## EXERCISE MATERIALS
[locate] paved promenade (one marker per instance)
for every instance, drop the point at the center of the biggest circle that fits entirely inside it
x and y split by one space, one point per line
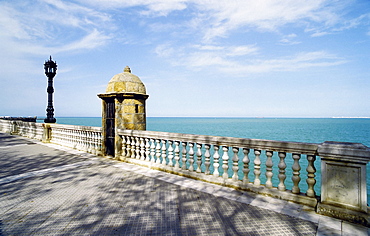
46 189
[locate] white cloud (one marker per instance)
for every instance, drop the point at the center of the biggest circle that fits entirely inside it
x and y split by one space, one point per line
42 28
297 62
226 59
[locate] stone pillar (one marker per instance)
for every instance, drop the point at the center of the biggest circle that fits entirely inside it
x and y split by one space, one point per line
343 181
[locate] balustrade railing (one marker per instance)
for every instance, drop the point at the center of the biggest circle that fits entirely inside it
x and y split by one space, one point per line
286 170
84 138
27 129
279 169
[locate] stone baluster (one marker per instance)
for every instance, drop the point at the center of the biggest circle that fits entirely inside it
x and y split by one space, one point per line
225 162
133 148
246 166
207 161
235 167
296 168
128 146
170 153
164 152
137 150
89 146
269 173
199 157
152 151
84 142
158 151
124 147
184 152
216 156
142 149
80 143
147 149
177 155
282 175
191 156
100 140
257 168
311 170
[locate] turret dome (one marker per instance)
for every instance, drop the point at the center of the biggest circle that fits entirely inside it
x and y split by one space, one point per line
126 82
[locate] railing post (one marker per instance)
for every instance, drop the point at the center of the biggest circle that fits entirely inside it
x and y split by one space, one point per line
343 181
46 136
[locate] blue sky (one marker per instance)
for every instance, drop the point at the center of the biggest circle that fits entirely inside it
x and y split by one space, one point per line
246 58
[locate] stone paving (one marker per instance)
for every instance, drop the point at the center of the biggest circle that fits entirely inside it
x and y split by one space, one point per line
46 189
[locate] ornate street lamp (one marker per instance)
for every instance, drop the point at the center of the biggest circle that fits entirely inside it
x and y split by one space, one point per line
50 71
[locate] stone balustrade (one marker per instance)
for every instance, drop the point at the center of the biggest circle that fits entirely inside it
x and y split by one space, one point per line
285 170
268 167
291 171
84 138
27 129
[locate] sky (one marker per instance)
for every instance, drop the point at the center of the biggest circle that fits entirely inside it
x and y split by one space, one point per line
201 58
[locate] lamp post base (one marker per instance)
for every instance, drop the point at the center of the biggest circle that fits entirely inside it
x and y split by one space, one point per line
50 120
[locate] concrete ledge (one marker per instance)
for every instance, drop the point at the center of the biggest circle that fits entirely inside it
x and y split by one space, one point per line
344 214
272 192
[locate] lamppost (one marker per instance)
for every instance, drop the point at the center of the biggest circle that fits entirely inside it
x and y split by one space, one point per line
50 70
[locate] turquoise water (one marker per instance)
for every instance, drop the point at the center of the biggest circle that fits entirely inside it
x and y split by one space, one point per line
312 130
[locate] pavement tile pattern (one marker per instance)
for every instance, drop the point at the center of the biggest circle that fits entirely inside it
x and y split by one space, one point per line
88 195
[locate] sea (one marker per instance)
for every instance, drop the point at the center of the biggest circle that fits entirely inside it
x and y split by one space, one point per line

---

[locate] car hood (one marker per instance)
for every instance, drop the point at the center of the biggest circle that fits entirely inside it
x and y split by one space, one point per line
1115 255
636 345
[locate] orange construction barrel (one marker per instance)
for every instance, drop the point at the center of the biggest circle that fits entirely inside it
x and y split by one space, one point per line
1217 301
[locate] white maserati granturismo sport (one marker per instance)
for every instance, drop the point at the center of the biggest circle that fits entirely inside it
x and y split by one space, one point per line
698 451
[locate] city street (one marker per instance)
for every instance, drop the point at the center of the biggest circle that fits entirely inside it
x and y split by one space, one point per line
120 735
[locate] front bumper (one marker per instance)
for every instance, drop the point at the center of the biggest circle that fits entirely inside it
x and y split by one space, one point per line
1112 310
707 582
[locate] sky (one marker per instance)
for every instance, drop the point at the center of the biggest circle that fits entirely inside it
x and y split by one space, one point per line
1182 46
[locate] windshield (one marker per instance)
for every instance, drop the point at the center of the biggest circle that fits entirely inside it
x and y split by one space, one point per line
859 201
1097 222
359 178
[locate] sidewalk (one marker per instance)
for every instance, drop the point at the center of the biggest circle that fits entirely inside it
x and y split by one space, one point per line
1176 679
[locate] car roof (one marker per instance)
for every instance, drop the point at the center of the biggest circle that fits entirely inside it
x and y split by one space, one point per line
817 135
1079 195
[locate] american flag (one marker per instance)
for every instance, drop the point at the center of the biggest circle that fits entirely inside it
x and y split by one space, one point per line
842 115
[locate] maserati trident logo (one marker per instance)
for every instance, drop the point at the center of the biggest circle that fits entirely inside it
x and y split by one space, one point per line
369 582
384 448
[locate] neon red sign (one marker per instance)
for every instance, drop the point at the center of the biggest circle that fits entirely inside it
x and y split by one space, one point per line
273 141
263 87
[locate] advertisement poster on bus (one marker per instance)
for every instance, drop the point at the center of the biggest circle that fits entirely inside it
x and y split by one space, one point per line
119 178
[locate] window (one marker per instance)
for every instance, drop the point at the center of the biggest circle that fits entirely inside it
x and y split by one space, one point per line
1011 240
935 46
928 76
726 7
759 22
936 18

==

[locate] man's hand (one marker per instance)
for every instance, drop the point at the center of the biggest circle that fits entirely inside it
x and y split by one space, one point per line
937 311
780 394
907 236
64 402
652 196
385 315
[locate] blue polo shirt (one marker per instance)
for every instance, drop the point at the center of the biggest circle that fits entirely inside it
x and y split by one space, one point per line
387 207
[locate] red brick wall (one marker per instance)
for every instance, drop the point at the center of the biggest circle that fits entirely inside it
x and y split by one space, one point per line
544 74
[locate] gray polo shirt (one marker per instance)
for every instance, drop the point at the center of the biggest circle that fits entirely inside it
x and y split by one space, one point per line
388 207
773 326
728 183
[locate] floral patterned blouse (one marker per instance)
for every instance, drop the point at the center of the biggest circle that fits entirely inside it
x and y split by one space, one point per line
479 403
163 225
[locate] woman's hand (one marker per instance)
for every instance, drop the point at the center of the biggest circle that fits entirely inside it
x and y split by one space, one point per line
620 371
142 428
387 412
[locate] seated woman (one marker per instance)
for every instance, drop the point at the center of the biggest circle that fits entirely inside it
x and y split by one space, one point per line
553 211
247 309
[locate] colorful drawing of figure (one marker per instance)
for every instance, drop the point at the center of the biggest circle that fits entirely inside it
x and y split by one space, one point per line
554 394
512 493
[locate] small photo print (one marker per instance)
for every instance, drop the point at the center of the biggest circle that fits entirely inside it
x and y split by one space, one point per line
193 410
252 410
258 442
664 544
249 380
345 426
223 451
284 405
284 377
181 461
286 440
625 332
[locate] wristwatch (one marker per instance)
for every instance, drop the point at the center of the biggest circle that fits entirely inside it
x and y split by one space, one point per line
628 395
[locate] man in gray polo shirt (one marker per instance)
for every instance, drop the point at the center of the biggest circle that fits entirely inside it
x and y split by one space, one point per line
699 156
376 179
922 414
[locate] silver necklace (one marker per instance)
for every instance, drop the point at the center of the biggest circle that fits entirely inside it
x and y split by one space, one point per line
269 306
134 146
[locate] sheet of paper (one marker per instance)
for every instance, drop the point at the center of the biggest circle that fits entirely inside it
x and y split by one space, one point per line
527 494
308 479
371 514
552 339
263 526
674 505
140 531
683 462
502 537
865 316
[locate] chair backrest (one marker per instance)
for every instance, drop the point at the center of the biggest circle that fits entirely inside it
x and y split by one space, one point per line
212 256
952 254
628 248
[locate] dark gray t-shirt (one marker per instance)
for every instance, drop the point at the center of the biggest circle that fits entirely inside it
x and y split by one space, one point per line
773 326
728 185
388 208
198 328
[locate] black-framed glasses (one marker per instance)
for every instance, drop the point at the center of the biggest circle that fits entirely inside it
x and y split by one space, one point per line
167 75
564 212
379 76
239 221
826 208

## OBJECTIVE
Find every line in the data above that contains the word "railing", and copy each of those lines in full.

## EXERCISE OUTPUT
[locate] balustrade railing (one marker per instance)
[locate] railing post (one marker per instance)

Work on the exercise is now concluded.